#### Written task:
Reproduce the material below verbatim, line for line, with no changes.

#### Material for this exercise:
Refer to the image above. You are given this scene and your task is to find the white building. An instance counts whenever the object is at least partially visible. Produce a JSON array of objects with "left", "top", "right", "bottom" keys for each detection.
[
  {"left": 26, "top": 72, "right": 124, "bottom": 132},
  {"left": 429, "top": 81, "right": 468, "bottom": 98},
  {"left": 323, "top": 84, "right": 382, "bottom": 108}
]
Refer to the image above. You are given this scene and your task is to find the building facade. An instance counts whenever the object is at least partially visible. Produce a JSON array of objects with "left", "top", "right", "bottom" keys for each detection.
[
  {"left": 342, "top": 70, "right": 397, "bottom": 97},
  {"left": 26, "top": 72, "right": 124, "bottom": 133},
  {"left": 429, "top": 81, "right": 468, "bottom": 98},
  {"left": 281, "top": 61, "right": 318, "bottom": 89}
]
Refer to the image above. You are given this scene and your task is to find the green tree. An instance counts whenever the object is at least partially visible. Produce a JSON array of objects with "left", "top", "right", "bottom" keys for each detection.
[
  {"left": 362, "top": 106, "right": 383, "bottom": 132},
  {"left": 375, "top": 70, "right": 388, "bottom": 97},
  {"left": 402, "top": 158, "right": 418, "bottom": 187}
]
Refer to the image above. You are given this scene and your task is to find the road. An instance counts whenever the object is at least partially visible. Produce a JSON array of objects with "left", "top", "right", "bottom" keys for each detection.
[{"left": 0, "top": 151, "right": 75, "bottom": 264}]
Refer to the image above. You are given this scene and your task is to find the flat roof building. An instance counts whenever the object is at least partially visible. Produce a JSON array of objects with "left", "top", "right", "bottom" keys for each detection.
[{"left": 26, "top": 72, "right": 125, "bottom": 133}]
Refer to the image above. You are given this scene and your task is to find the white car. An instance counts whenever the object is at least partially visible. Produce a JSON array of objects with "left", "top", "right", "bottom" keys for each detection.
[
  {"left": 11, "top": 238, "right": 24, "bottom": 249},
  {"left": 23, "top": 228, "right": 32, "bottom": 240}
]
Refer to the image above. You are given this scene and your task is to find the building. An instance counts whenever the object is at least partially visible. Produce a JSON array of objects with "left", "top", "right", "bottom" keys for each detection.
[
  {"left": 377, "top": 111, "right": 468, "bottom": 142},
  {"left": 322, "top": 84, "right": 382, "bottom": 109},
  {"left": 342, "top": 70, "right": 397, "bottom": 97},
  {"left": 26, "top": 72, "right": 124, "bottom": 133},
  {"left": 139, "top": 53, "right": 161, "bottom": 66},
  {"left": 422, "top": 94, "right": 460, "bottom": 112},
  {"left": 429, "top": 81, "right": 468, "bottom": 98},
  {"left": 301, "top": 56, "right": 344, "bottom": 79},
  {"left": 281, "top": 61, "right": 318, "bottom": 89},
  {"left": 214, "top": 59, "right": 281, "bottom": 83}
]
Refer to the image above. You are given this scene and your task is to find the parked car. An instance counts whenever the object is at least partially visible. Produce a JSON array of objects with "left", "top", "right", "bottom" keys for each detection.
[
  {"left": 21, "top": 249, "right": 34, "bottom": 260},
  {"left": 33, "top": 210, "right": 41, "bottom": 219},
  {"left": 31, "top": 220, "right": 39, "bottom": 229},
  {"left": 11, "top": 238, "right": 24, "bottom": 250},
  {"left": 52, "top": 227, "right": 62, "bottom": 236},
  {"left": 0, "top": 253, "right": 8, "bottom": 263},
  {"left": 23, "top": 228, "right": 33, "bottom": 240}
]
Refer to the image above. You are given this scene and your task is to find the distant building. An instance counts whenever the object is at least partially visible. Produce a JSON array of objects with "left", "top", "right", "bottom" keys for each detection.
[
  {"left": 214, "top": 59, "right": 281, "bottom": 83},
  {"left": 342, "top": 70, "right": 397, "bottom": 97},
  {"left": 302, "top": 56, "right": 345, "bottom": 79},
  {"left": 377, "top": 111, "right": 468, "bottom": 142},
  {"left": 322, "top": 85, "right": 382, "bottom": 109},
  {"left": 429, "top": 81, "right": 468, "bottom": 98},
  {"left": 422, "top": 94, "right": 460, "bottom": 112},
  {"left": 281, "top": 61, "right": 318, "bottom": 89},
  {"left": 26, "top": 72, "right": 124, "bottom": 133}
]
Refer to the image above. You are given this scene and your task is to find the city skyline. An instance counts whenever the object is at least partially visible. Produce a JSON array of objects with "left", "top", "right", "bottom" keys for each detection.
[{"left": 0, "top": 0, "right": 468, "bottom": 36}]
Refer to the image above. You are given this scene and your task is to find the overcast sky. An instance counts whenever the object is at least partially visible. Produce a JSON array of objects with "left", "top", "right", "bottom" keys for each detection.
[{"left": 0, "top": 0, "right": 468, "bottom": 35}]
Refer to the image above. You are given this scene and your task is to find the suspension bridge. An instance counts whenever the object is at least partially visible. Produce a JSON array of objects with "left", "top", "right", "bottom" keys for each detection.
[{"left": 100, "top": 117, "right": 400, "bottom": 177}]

#### Result of this exercise:
Refer to the image above. You are given this scene and your task is to find the white building. An instance counts whenever the object is at least partially visible. Produce a JSON array of objects with "left", "top", "right", "bottom" keys for each detection.
[
  {"left": 26, "top": 72, "right": 124, "bottom": 132},
  {"left": 429, "top": 81, "right": 468, "bottom": 98},
  {"left": 323, "top": 84, "right": 382, "bottom": 108}
]
Refer to the image above. You are given this scene and your task is to find the building facade. An instance counts whenever the object is at least partially visible. Produce a JSON array of objects with "left", "top", "right", "bottom" keys for each detection.
[
  {"left": 342, "top": 70, "right": 397, "bottom": 97},
  {"left": 26, "top": 72, "right": 124, "bottom": 133},
  {"left": 429, "top": 81, "right": 468, "bottom": 98},
  {"left": 281, "top": 61, "right": 318, "bottom": 89}
]
Refer to the image above. You are given this scene and your task is to find the green tree. An instance counts whenever the object is at least partially visible. Produce a JSON array of objects with "left", "top", "right", "bottom" keys for each detection.
[
  {"left": 362, "top": 106, "right": 383, "bottom": 132},
  {"left": 375, "top": 70, "right": 388, "bottom": 97},
  {"left": 402, "top": 158, "right": 418, "bottom": 187}
]
Refer to the image above. You are given this scene and your task is to find the road. An instance counts whenever the object is at least partially visible. Produce a JSON array of objects with "left", "top", "right", "bottom" keys for each detection.
[{"left": 0, "top": 151, "right": 75, "bottom": 264}]
Refer to the image above. You are given this scene and your task is to find the flat roof building. An instance counts whenever the object is at least partially visible. Produce a JSON array of objects with "left", "top", "right", "bottom" keys for each detection.
[{"left": 26, "top": 72, "right": 125, "bottom": 133}]
Refer to the image above. You are given this scene and your task is to find the white car. An instance counts whenever the object is at least partially visible. Produce a JSON array of objects with "left", "top", "right", "bottom" keys for each detection.
[
  {"left": 11, "top": 238, "right": 24, "bottom": 249},
  {"left": 23, "top": 228, "right": 32, "bottom": 240}
]
Refer to the image above. You are given this scene and your task is to find the building. An instance counts whenever the object is at least partially visible. Produce a JSON array of objects with "left", "top", "right", "bottom" keys for each detection.
[
  {"left": 377, "top": 111, "right": 468, "bottom": 142},
  {"left": 322, "top": 84, "right": 382, "bottom": 109},
  {"left": 342, "top": 70, "right": 397, "bottom": 97},
  {"left": 26, "top": 72, "right": 124, "bottom": 133},
  {"left": 139, "top": 53, "right": 161, "bottom": 66},
  {"left": 422, "top": 94, "right": 460, "bottom": 112},
  {"left": 429, "top": 81, "right": 468, "bottom": 98},
  {"left": 301, "top": 56, "right": 344, "bottom": 79},
  {"left": 281, "top": 61, "right": 318, "bottom": 89},
  {"left": 214, "top": 59, "right": 281, "bottom": 83}
]
Refer to the image above. You are given this scene and your task is to find the parked car. An instance counts whenever the object is at least partially visible. Produce a JSON array of objects with "left", "top", "right", "bottom" keys for each detection.
[
  {"left": 21, "top": 249, "right": 34, "bottom": 260},
  {"left": 33, "top": 210, "right": 41, "bottom": 219},
  {"left": 31, "top": 220, "right": 39, "bottom": 229},
  {"left": 11, "top": 238, "right": 24, "bottom": 250},
  {"left": 52, "top": 227, "right": 62, "bottom": 236},
  {"left": 0, "top": 253, "right": 8, "bottom": 263},
  {"left": 23, "top": 228, "right": 33, "bottom": 240}
]
Refer to the image above. You are given this scene and your task is to find the distant building. An instance counts whenever the object is at least partially visible. Produce a JSON array of objects with "left", "top", "right", "bottom" keys for each detection.
[
  {"left": 214, "top": 59, "right": 281, "bottom": 83},
  {"left": 342, "top": 70, "right": 397, "bottom": 97},
  {"left": 302, "top": 56, "right": 345, "bottom": 79},
  {"left": 377, "top": 111, "right": 468, "bottom": 142},
  {"left": 322, "top": 85, "right": 382, "bottom": 109},
  {"left": 429, "top": 81, "right": 468, "bottom": 98},
  {"left": 422, "top": 94, "right": 460, "bottom": 112},
  {"left": 281, "top": 61, "right": 318, "bottom": 89},
  {"left": 26, "top": 72, "right": 124, "bottom": 133}
]
Refer to the image above. You are given this scene and your task is to find the city skyline. An instance counts whenever the object is at least partially visible. Produce a JSON array of objects with "left", "top", "right", "bottom" keys for each detection.
[{"left": 0, "top": 0, "right": 468, "bottom": 36}]
Refer to the image above. You are given this scene and your task is to find the overcast sky. An instance counts whenever the object is at least partially visible. Produce a JSON array of objects with "left", "top", "right", "bottom" keys for each detection.
[{"left": 0, "top": 0, "right": 468, "bottom": 35}]
Refer to the image above. You are given this scene and your task is to find the suspension bridge. An instance counts whenever the object is at least partially visible. Produce a JSON array of objects with "left", "top", "right", "bottom" keys for each detection.
[{"left": 100, "top": 117, "right": 400, "bottom": 177}]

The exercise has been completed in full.